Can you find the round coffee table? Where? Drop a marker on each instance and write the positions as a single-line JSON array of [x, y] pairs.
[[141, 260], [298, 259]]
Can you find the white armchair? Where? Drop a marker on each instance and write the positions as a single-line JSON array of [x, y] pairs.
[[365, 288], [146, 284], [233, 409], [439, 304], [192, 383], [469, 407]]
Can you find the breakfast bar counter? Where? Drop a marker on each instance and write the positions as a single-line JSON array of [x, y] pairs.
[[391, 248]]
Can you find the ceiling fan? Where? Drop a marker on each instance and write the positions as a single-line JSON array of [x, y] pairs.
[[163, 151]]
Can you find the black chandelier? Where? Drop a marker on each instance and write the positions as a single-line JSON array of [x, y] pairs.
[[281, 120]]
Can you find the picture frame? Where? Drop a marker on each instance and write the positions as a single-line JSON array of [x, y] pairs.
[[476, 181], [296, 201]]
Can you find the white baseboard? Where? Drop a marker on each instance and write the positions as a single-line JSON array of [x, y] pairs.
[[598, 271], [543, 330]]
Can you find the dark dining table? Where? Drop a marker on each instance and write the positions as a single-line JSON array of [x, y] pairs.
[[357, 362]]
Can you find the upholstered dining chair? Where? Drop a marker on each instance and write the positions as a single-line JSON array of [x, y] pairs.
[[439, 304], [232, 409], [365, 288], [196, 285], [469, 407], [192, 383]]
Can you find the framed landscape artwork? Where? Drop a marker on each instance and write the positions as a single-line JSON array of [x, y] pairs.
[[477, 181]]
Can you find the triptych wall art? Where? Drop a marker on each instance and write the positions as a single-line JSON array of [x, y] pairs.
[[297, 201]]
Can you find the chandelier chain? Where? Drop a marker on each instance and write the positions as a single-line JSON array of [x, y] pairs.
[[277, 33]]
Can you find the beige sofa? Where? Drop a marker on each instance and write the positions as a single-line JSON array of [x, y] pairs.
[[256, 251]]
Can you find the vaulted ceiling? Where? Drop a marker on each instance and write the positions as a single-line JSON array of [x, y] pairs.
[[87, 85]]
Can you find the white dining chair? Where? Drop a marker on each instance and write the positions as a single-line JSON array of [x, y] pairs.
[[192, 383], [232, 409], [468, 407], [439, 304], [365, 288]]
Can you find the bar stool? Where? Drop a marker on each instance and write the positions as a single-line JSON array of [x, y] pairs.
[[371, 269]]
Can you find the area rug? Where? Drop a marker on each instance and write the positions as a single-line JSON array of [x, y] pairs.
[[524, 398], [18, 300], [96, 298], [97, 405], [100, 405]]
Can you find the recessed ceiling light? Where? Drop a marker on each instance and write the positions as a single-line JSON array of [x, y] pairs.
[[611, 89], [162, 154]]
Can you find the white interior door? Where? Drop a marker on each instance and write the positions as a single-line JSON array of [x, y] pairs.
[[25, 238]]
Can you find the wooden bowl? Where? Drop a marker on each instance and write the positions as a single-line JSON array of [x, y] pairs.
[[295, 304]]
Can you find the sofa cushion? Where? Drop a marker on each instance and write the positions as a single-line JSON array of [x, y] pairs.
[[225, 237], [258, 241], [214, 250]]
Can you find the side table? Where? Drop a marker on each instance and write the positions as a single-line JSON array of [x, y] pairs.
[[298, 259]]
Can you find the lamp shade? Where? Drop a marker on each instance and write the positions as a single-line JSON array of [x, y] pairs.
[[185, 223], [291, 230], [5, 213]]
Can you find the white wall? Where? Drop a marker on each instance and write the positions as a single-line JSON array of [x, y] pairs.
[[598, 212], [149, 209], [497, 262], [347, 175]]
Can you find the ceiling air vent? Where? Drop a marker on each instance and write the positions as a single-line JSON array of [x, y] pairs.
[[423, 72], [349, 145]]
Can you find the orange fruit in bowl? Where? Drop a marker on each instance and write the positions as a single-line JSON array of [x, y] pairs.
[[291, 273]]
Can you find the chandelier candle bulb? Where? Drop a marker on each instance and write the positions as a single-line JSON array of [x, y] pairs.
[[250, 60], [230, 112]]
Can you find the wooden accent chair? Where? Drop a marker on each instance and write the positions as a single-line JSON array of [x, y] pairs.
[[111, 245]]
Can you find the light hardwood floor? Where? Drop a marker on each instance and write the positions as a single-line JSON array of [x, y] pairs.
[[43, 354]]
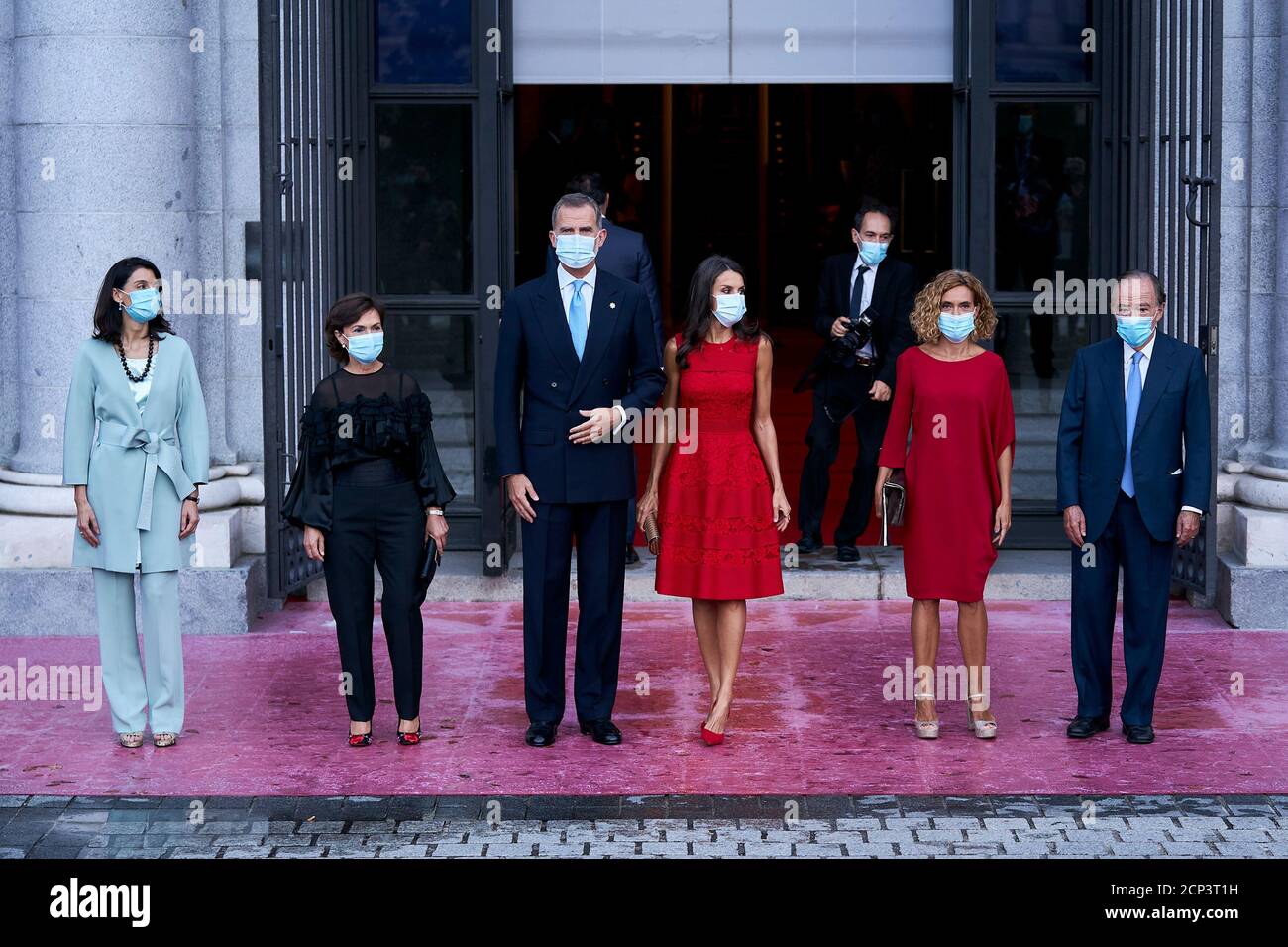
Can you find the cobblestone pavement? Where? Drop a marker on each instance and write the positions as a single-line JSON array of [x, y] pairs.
[[644, 827]]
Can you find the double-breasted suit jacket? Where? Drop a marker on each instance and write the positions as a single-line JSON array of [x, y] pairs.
[[137, 468]]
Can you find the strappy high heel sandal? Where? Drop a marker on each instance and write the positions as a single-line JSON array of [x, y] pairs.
[[984, 729], [926, 729], [408, 737]]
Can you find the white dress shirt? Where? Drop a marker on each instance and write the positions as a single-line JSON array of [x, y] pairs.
[[588, 298], [1146, 356], [870, 279]]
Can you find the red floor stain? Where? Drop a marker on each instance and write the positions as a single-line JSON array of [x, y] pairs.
[[265, 716]]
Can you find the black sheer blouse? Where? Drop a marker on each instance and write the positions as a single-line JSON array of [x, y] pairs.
[[364, 429]]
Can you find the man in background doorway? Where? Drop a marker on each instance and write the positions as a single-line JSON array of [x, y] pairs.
[[625, 254], [864, 302]]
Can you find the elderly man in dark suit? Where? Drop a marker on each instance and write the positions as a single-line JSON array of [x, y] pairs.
[[1133, 478], [625, 254], [579, 346]]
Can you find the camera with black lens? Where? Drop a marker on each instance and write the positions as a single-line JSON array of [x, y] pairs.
[[844, 350]]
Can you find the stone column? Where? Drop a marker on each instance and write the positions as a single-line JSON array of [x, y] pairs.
[[8, 224], [1252, 573], [106, 167]]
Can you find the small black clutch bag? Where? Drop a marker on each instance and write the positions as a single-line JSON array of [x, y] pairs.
[[429, 561], [894, 493]]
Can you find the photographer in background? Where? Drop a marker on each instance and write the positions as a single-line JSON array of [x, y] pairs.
[[864, 300]]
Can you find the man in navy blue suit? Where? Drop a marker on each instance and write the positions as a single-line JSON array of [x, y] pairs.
[[579, 346], [1133, 478], [625, 254]]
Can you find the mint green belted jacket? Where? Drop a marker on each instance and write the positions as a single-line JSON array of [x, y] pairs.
[[136, 468]]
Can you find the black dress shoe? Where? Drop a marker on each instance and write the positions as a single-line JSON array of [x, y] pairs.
[[809, 544], [1138, 733], [1082, 727], [603, 732], [541, 735]]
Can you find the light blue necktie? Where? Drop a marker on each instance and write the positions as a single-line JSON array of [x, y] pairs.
[[1128, 482], [578, 317]]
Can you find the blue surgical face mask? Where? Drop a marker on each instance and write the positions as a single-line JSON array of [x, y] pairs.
[[730, 308], [366, 347], [575, 250], [872, 252], [145, 305], [956, 326], [1134, 330]]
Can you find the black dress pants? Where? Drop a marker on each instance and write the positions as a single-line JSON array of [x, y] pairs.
[[1146, 566], [838, 390], [380, 525], [600, 589]]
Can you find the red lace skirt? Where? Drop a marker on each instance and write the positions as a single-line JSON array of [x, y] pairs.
[[716, 522]]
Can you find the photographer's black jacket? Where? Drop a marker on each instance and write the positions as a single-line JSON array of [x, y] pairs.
[[892, 305]]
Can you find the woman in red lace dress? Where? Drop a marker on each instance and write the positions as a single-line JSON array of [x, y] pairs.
[[721, 495]]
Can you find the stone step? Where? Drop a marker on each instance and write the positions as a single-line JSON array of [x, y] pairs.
[[59, 600], [1019, 575]]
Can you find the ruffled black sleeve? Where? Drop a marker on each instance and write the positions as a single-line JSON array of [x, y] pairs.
[[308, 502], [430, 478]]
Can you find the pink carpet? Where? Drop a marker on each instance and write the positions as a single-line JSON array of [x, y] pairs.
[[265, 716]]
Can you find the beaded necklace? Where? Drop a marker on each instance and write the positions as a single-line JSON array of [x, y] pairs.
[[120, 351]]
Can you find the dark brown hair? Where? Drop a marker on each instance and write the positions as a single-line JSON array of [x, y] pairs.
[[107, 311], [698, 315], [344, 312]]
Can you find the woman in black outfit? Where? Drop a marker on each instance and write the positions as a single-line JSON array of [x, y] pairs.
[[370, 488]]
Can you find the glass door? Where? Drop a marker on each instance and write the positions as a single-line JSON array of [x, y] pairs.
[[1028, 86], [436, 119]]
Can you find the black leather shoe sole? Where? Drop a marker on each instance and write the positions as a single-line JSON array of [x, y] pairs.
[[540, 737], [1083, 727], [608, 738]]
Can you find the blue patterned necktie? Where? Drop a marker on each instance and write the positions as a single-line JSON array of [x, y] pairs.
[[1128, 482], [578, 317]]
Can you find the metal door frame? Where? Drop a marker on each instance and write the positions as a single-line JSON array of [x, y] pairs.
[[307, 245], [978, 93]]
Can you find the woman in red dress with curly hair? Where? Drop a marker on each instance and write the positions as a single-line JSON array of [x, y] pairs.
[[721, 500], [956, 397]]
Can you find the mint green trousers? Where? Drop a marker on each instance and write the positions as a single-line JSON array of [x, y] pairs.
[[130, 692]]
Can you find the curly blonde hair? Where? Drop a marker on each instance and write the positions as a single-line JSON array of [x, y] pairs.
[[925, 311]]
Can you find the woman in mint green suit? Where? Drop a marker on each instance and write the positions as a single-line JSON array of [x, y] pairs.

———

PROBLEM TO SOLVE
In the lines from the line with "Can you find the strappy" up to and including the line with "[[1133, 478], [625, 254], [579, 346]]", switch "marker" to "pin". Give those lines again with nothing else changed.

WRITTEN SOLUTION
Can you find the strappy high heel sandal? Where? Drop a pin on each instance and write the positions as a single-line JSON array of [x, y] pairs.
[[984, 729], [926, 729], [408, 737]]
Can you find the white dress shirt? Where? Drop a pin on each instance and write the positions as a single-line JSON array of [x, y] pairs.
[[588, 298], [1146, 356], [870, 279]]
Can you find the red floor stain? Where? Drop a pin on each instance and write the positions as a single-line JSON array of [x, y] pairs.
[[265, 716]]
Can you find the black sheer blouse? Where? Drop a pin on each instance and write the positions as a single-line JSON array of [x, y] pairs.
[[364, 429]]
Can you find the man in background doorway? Where? Drop a pin on each instance and write the positions as a single-line JSON array of [x, y] pairs.
[[625, 254], [864, 302]]
Can you find the elderly man in dark suit? Where? Drop a pin on each instance and write the positions as a single-line JSON array of [x, y] pairs.
[[1133, 478], [625, 254], [579, 346]]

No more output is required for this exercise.